**Passage:**
Why do we accept the invention of Major-General Shrapnel but prohibit the use of chemical weapons? John Burdon Sanderson Haldane posed this question in 1925 in Callinicus: A Defence of Chemical Warfare.
Haldane had both the scientific knowledge and the wartime experience to defend chemical warfare. Haldane’s father was a professor of respiratory physiology. When John Scott Haldane was called to the scene of a coal mine accident, he took along young J.B.S. who learned firsthand how science could save lives, and ignorance could cost lives. J.B.S. Haldane became a brilliant biologist, proposing the Oparin-Haldane hypothesis for the chemical evolution of early life and pioneering evolutionary genetics.
Before WWII, when a British submarine sank on its maiden voyage, it was Haldane who volunteered to conduct tests for an escape system. In characteristic Haldane fashion, only he would be the test subject for the highest pressure, highest carbon dioxide, and lowest oxygen levels—signaling just before he passed out—and they would pull him unconscious from the pressure chamber. Physiologists still refer to experiments where the researcher participates in risks as "Haldane experiments."
It was a younger Haldane who wrote Callinicus, fresh from his service in World War I where he observed the effects of gas warfare. As a fresh college graduate, Haldane served in The Black Watch (Royal Highland Regiment) and led raids behind enemy lines. On April 2, 1915 the Germans first used poison-gas warfare and the British eventually responded in kind. In Callinicus, Haldane explains how over 25 different chemical agents were used on the battlefield.
In the Argonne, the Germans shelled 2400 unprotected French troops with tear gas. German soldiers in goggles merely walked across the battlefield, disarmed the temporarily blinded French soldiers in their trenches, formed them into columns, and led them back—"almost all unwounded." This he clearly saw as an effective use of tear gas in warfare. Yet this would be "illegal’ today based on the Chemical Weapons Convention in the Hague. Haldane points out the dilemma: tear gas is chemical warfare. And so is the pepper spray a woman can carry in her purse. While these agents are terribly distressing but not fatal, others do graduate up to the fatal chemicals countries stockpile today.

**Data listing:**

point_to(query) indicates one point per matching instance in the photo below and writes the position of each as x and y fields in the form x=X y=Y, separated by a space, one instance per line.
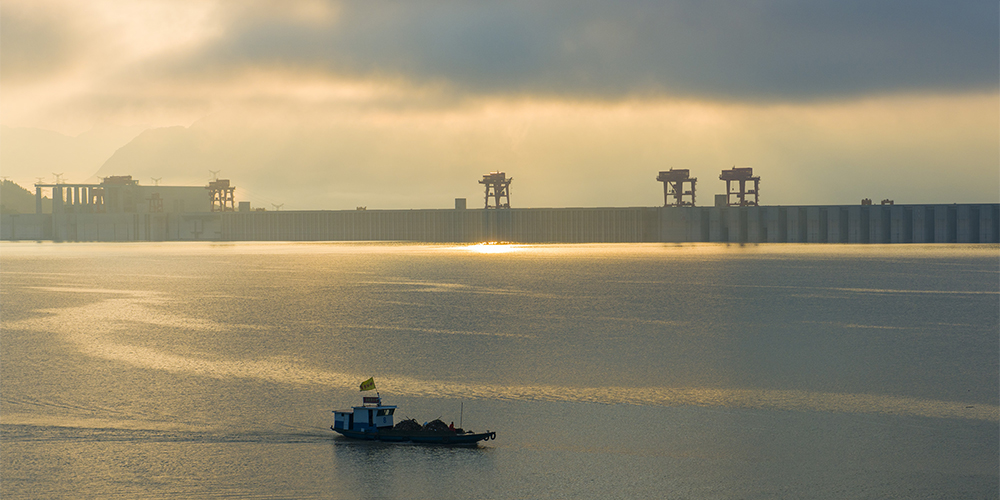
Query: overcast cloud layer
x=770 y=50
x=581 y=101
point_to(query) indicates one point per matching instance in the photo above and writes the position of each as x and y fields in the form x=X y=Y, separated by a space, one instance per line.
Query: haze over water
x=607 y=371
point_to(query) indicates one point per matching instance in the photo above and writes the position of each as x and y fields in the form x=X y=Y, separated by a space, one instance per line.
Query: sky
x=389 y=104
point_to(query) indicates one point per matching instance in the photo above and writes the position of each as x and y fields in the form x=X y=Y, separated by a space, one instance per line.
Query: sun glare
x=492 y=247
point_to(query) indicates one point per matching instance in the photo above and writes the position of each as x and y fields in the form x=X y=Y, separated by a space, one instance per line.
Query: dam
x=119 y=209
x=955 y=223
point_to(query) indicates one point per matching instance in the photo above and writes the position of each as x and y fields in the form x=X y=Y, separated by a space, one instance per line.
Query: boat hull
x=422 y=437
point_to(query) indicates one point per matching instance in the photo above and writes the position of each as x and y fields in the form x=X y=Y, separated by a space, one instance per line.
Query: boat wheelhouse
x=371 y=416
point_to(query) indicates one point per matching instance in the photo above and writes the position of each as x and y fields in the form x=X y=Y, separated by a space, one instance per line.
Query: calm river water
x=191 y=370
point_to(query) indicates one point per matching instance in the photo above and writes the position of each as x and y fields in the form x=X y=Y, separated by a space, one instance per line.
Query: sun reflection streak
x=492 y=247
x=107 y=340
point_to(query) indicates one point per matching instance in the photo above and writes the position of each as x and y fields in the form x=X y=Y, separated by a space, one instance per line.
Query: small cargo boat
x=373 y=421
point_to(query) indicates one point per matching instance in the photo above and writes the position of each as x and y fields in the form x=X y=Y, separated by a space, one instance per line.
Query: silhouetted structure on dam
x=674 y=192
x=498 y=188
x=741 y=175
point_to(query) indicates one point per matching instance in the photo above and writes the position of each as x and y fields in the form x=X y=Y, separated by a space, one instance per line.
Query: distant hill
x=14 y=199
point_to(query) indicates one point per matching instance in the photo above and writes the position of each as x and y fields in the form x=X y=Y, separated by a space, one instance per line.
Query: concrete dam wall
x=965 y=223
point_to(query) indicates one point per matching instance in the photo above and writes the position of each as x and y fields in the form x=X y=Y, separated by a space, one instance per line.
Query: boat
x=373 y=421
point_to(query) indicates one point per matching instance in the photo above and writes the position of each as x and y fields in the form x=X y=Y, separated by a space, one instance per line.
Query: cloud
x=36 y=42
x=738 y=51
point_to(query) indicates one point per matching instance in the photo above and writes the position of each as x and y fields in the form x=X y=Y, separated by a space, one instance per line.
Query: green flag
x=368 y=385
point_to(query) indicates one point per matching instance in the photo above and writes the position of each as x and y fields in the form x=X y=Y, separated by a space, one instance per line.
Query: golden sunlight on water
x=99 y=330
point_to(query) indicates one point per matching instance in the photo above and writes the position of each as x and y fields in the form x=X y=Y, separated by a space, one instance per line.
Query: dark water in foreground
x=607 y=371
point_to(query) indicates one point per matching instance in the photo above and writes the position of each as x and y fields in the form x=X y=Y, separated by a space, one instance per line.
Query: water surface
x=624 y=371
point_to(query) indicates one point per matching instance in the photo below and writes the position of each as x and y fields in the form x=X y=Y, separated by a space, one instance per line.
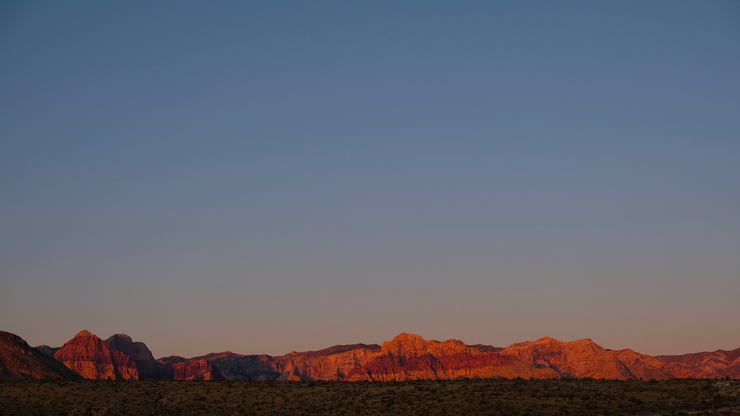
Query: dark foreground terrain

**Task brief:** Keep writing the piece on J.B.S. Haldane and his book Callinicus, picking up right after its last sentence.

**Reply to the exercise:**
More-lethal gases were used in World War I. Haldane compared the distress, pain, and lasting effects of gas and conventional weapons. "Apart, however, from the extreme terror and agitation produced by the gassing of uneducated people, I regard the type of wound produced by the average [conventional] shells as, on the whole, more distressing than the pneumonia caused by chlorine or phosgene. Besides being wounded, I have been buried alive, and on several occasions in peacetime I have been asphyxiated to the point of unconsciousness. The pain and discomfort arising from the other [chemical] experiences were utterly negligible compared with those produced by a good septic shell-wound."
Haldane asks why people find chemical weapons bad but ignore the devastation of conventional weapons? While mustard gas is a terrible blistering agent, does it cause more suffering than the Flammernwerfer (flamethrowers)?
Haldane did not live to see modern nerve gases such as VX and Serin, but he would have been quick to point out that they may be far more rapid and merciful than napalm or the firestorms that result from massive incendiary bombing.
"If, then, in future wars we are to avoid gross mismanagement in high places, and panic and stupidity among the masses, it is essential that everyone should learn a little elementary science, that politicians and soldiers should not be proud of their ignorance of it, that ordinary men and women should not be ashamed or afraid of knowing something of the working of their own bodies."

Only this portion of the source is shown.